#### DOCUMENT EXCERPT:

Sometimes it’s Just Better to Leave “Well-Enough” Alone

Clifton L. Brinson, Michael W. Mitchell and Donald H. Tucker, Jr.

In Sisk v. Abbott Laboratories, — F.R.D. –, No. 1:11-cv-159 (W.D.N.C. Feb. 10, 2014) (J., Reidinger), after prevailing in part on its motion for summary judgment, the defendant asked the court for the Western District to reconsider the part of the motion it had denied. The case involves claims of negligence on behalf of the minor plaintiff, alleging that he had developed meningitis as a result of consuming contaminated powdered infant formula. The formula had been obtained from Transylvania Community Hospital, who had received it from the defendant at no cost.

In the initial motion, the defendant had argued that the formula was a donation to the hospital and, thus, the entire case should be dismissed under N.C. Gen. Stat. 99B-10(a).  G.S. 99B-10(a), which is part of North Carolina’s Product Liability Act, provides that “any person . . . who donates an item of food for use or distribution by a nonprofit organization or nonprofit corporation shall not be liable for civil damages . . . resulting from the nature, age, condition, or packaging of donated food, unless an injury is caused by the gross negligence, recklessness, or intentional misconduct of the donor.” The court refused to dismiss the entire case, concluding that there was a genuine issue of fact as to whether the formula was a donation by the defendant. The defendant then asked for reconsideration.

In a published opinion, the court again denied the motion for summary judgment, but this time on different grounds. The court concluded that the defendant had waived the G.S. 99B-10(a) defense by failing to plead it in its answer. The court explained that the defendant’s blanket assertion “adopt[ing] and incorporat[ing] by reference any and all defenses that are or may become available to it under the North Carolina Product Liability Act . . . ,” was insufficient to provide any meaningful notice of the defendant’s specific affirmative defense.

#### DATA EXTRACT:
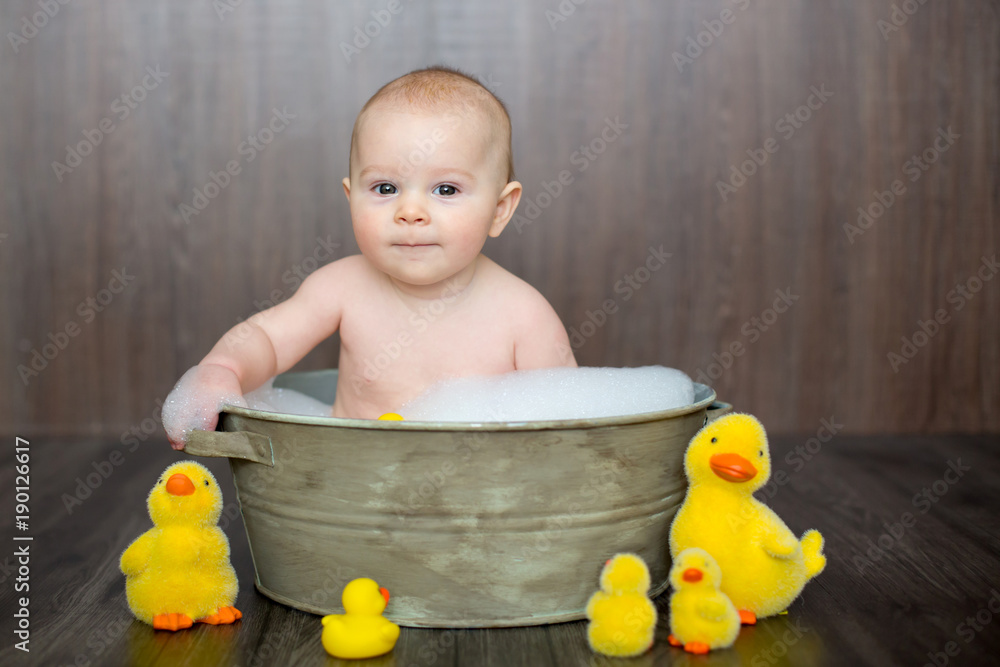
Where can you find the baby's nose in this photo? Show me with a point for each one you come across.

#### REQUIRED ACTION 1:
List the four characteristics of donated food that the statute quoted in the case summary above names as sources of harm for which a donor is not liable.
#### REQUIRED ACTION 2:
Retype the stretch of the case summary from "In a published" through "specific affirmative defense.".

#### ANSWER SPACE 1:
nature, age, condition, packaging

#### ANSWER SPACE 2:
In a published opinion, the court again denied the motion for summary judgment, but this time on different grounds. The court concluded that the defendant had waived the G.S. 99B-10(a) defense by failing to plead it in its answer. The court explained that the defendant’s blanket assertion “adopt[ing] and incorporat[ing] by reference any and all defenses that are or may become available to it under the North Carolina Product Liability Act . . . ,” was insufficient to provide any meaningful notice of the defendant’s specific affirmative defense.